### EXERCISE DETAILS
The answer must consist of every record below, reproduced exactly.

### Stored items from a collection
==*==

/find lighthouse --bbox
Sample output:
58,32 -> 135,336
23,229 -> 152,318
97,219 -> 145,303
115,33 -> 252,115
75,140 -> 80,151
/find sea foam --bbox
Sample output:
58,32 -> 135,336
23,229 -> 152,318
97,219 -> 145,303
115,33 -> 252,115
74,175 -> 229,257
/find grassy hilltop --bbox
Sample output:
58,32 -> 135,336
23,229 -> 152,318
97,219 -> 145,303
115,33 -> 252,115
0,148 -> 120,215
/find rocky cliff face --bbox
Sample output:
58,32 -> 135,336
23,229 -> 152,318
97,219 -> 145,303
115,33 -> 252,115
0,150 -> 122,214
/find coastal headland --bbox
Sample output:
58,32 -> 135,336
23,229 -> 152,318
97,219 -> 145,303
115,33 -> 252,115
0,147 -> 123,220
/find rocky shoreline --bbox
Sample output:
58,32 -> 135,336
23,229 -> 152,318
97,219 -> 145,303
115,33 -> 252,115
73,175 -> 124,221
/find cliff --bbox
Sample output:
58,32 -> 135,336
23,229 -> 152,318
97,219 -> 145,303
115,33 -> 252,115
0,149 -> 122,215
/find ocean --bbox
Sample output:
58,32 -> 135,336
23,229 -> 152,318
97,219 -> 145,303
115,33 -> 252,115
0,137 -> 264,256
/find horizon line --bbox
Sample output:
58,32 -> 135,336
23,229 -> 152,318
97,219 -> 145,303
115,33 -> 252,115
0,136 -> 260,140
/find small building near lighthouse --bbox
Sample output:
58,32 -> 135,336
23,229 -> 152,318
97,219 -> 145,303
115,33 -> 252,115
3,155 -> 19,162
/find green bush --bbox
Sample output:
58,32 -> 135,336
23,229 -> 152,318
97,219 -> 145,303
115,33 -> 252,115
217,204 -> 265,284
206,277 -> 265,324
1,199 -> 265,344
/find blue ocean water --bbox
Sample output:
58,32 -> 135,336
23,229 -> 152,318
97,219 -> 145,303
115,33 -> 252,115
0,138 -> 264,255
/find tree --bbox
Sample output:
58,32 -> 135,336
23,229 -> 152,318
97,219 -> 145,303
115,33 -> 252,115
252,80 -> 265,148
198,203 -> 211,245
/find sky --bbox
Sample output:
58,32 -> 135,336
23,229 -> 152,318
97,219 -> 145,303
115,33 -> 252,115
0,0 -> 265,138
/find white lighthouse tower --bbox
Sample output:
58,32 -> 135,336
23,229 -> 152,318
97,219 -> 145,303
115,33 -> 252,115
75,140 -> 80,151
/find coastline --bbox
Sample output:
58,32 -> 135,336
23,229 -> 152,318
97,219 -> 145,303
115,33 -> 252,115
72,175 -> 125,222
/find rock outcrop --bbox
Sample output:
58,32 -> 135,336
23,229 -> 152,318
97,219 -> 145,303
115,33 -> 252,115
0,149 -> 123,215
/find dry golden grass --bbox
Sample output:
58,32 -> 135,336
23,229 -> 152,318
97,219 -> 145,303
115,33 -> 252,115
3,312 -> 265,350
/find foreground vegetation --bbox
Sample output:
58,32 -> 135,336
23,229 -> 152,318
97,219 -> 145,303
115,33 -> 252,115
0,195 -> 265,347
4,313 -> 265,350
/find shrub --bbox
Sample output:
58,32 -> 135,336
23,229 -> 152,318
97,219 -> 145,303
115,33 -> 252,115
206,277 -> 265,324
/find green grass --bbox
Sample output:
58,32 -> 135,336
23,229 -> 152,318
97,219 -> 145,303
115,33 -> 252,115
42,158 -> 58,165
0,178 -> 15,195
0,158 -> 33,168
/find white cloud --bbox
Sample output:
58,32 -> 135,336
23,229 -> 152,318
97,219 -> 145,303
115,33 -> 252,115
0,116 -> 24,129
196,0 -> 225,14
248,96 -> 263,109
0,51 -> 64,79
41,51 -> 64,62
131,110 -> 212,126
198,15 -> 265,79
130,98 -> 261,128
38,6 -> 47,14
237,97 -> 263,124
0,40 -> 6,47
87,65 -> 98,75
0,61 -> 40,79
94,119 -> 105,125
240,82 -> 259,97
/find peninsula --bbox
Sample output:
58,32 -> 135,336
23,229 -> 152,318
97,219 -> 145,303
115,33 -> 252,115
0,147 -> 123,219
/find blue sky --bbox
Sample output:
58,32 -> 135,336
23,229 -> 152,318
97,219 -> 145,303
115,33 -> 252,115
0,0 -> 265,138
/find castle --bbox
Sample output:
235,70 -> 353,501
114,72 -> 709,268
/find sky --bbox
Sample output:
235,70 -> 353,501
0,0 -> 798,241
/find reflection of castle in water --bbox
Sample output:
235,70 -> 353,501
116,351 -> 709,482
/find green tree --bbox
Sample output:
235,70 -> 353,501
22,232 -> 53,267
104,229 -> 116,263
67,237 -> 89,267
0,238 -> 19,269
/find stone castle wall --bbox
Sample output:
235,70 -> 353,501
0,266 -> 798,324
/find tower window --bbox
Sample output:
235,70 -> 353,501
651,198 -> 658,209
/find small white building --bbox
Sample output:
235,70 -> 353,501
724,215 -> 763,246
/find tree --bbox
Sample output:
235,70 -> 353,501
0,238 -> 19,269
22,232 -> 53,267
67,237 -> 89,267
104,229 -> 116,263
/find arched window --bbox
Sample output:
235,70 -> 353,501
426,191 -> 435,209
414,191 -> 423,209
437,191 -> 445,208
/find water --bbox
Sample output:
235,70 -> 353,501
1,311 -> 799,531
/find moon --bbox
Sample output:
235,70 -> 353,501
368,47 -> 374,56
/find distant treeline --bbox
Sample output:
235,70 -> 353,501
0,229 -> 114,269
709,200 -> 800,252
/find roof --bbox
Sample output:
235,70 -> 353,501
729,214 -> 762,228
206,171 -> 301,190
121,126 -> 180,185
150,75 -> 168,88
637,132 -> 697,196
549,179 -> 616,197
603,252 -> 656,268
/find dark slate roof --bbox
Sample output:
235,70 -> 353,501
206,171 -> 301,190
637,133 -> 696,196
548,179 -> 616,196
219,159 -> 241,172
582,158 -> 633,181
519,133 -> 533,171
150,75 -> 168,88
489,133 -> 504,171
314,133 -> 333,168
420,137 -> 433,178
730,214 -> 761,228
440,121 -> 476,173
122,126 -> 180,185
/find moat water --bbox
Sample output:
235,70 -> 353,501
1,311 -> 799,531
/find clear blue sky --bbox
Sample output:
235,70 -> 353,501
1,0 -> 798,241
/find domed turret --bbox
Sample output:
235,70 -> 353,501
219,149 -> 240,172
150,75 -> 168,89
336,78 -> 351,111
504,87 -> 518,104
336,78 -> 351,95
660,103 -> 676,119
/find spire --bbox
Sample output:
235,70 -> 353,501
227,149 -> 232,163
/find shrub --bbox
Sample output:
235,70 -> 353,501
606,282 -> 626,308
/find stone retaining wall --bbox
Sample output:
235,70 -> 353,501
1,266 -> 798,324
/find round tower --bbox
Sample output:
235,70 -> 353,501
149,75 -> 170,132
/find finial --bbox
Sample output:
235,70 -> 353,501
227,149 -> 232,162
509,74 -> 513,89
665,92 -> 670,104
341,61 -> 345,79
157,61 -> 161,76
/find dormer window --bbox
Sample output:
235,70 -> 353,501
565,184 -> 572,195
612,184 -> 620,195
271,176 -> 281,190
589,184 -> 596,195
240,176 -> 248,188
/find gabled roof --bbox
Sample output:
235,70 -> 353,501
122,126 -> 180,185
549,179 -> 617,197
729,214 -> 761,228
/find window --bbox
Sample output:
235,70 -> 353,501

==*==

### TASK RESPONSE
/find lighthouse --bbox
Sample output:
58,32 -> 135,336
23,229 -> 152,318
97,219 -> 145,303
115,33 -> 252,115
75,140 -> 80,151
/find sea foam --bbox
Sample output:
58,32 -> 135,336
23,229 -> 152,318
97,219 -> 145,303
115,33 -> 252,115
74,175 -> 229,257
/find grassy hilltop --bbox
Sample output:
58,32 -> 135,336
23,229 -> 152,318
97,219 -> 145,303
115,33 -> 252,115
0,148 -> 120,215
/find rocky cliff face --bbox
Sample output:
58,32 -> 135,336
23,229 -> 152,318
97,219 -> 145,303
115,33 -> 252,115
0,150 -> 122,214
/find coastal headland --bbox
Sample output:
58,32 -> 135,336
23,229 -> 152,318
97,219 -> 145,303
115,33 -> 252,115
0,147 -> 123,220
/find rocky shoreline --bbox
Sample output:
58,32 -> 135,336
23,229 -> 152,318
97,219 -> 145,303
115,33 -> 252,115
73,175 -> 124,221
/find cliff --bbox
Sample output:
58,32 -> 135,336
23,229 -> 152,318
97,219 -> 145,303
115,33 -> 252,115
0,149 -> 122,215
/find ocean --bbox
Sample output:
58,32 -> 135,336
23,229 -> 152,318
97,219 -> 145,303
115,33 -> 252,115
0,137 -> 264,256
/find horizon line --bbox
Sample output:
58,32 -> 135,336
23,229 -> 152,318
97,219 -> 145,303
115,33 -> 252,115
0,136 -> 260,140
/find small building near lighthouse --bbox
Sample output:
58,32 -> 135,336
23,229 -> 152,318
97,219 -> 145,303
115,33 -> 252,115
3,155 -> 19,162
/find green bush --bbox
Sample output:
58,32 -> 135,336
23,229 -> 152,318
97,219 -> 145,303
115,33 -> 252,115
217,204 -> 265,284
206,277 -> 265,324
1,199 -> 265,344
/find blue ocean water --bbox
Sample output:
58,32 -> 135,336
23,229 -> 152,318
97,219 -> 145,303
115,33 -> 252,115
0,138 -> 264,255
/find tree --bbox
Sample output:
58,32 -> 135,336
23,229 -> 152,318
97,219 -> 145,303
115,33 -> 252,115
252,80 -> 265,148
198,203 -> 211,245
/find sky --bbox
Sample output:
58,32 -> 135,336
23,229 -> 152,318
97,219 -> 145,303
115,33 -> 252,115
0,0 -> 265,138
/find white lighthouse tower --bbox
Sample output:
58,32 -> 135,336
23,229 -> 152,318
97,219 -> 145,303
115,33 -> 252,115
75,140 -> 80,151
/find coastline --bbox
Sample output:
58,32 -> 135,336
23,229 -> 152,318
97,219 -> 145,303
115,33 -> 252,115
72,175 -> 125,222
/find rock outcrop --bbox
Sample output:
58,32 -> 135,336
23,229 -> 152,318
97,219 -> 145,303
115,33 -> 252,115
0,149 -> 123,215
/find dry golden grass --bbox
Sample output:
58,32 -> 135,336
23,229 -> 152,318
97,219 -> 145,303
115,33 -> 252,115
3,312 -> 265,350
/find foreground vegetation --bbox
Sample output:
58,32 -> 135,336
23,229 -> 152,318
97,219 -> 145,303
115,33 -> 252,115
0,195 -> 265,347
4,313 -> 265,350
/find shrub --bbox
Sample output:
58,32 -> 135,336
23,229 -> 152,318
97,219 -> 145,303
115,33 -> 252,115
206,277 -> 265,324
/find green grass --bbox
Sample output:
58,32 -> 135,336
23,229 -> 152,318
97,219 -> 145,303
115,33 -> 252,115
42,158 -> 58,165
0,178 -> 15,195
0,158 -> 33,168
/find white cloud --bbox
Sample output:
58,32 -> 135,336
23,229 -> 152,318
97,219 -> 145,303
115,33 -> 252,115
0,116 -> 24,129
196,0 -> 225,14
248,96 -> 263,109
0,51 -> 64,79
41,51 -> 64,62
131,110 -> 212,126
198,15 -> 265,79
130,98 -> 261,128
38,6 -> 47,14
237,97 -> 263,124
0,40 -> 6,47
87,65 -> 98,75
0,61 -> 40,79
94,119 -> 105,125
240,82 -> 259,97
/find peninsula --bbox
Sample output:
58,32 -> 135,336
23,229 -> 152,318
97,219 -> 145,303
115,33 -> 252,115
0,147 -> 123,219
/find blue sky --bbox
Sample output:
58,32 -> 135,336
23,229 -> 152,318
97,219 -> 145,303
115,33 -> 252,115
0,0 -> 265,138
/find castle --bbox
Sample output:
235,70 -> 353,501
114,72 -> 709,268
/find sky --bbox
Sample output:
235,70 -> 353,501
0,0 -> 798,241
/find reflection of castle in water --bbox
Sample output:
235,70 -> 353,501
116,351 -> 709,482
/find green tree --bbox
Sample output:
235,70 -> 353,501
22,232 -> 53,267
104,229 -> 116,263
67,237 -> 89,267
0,238 -> 19,269
/find stone castle wall --bbox
Sample output:
235,70 -> 353,501
0,266 -> 798,324
/find tower window --bbox
Sample output:
235,70 -> 353,501
651,198 -> 658,209
/find small white building --bbox
Sample output:
235,70 -> 353,501
724,215 -> 763,246
/find tree --bbox
Sample output:
235,70 -> 353,501
0,238 -> 19,269
22,232 -> 53,267
67,237 -> 89,267
104,229 -> 116,263
/find arched window --bbox
Sample output:
235,70 -> 353,501
426,191 -> 435,209
414,191 -> 423,209
437,191 -> 445,208
/find water --bbox
Sample output:
235,70 -> 353,501
1,311 -> 799,531
/find moon --bbox
Sample output:
235,70 -> 353,501
368,47 -> 374,56
/find distant treeline --bbox
Sample output:
235,70 -> 353,501
0,229 -> 114,269
709,200 -> 800,252
/find roof --bbox
Sample output:
235,70 -> 353,501
729,214 -> 762,228
206,171 -> 301,190
121,126 -> 180,185
150,75 -> 168,88
637,132 -> 697,196
549,179 -> 616,197
603,252 -> 656,268
/find dark slate roof --bbox
Sample output:
235,70 -> 353,501
206,171 -> 301,190
637,133 -> 696,196
548,179 -> 616,196
219,159 -> 241,172
582,158 -> 633,181
519,133 -> 533,171
150,75 -> 168,88
489,133 -> 504,171
314,133 -> 333,168
420,137 -> 433,178
730,214 -> 761,228
440,121 -> 476,173
122,126 -> 180,185
/find moat water --bbox
Sample output:
235,70 -> 353,501
1,311 -> 799,531
/find clear blue sky --bbox
Sample output:
235,70 -> 353,501
1,0 -> 798,241
/find domed turret --bbox
Sample output:
235,70 -> 353,501
219,149 -> 240,172
150,75 -> 168,89
336,78 -> 351,111
504,87 -> 518,104
336,78 -> 351,95
660,103 -> 676,119
/find spire --bbox
Sample output:
235,70 -> 353,501
227,149 -> 232,163
/find shrub --bbox
Sample output:
235,70 -> 353,501
606,282 -> 626,308
/find stone retaining wall --bbox
Sample output:
235,70 -> 353,501
1,266 -> 798,324
/find round tower --bbox
Sample output:
235,70 -> 353,501
149,75 -> 170,132
/find finial --bbox
Sample output:
235,70 -> 353,501
227,149 -> 232,162
509,74 -> 513,89
665,92 -> 670,104
341,61 -> 345,79
157,61 -> 161,76
/find dormer window --bbox
Sample output:
235,70 -> 353,501
565,184 -> 572,195
612,184 -> 620,195
271,176 -> 281,190
589,184 -> 596,195
240,176 -> 248,188
/find gabled roof --bbox
Sample output:
235,70 -> 353,501
122,126 -> 180,185
549,179 -> 617,197
729,214 -> 761,228
/find window --bbox
Sample output:
235,70 -> 353,501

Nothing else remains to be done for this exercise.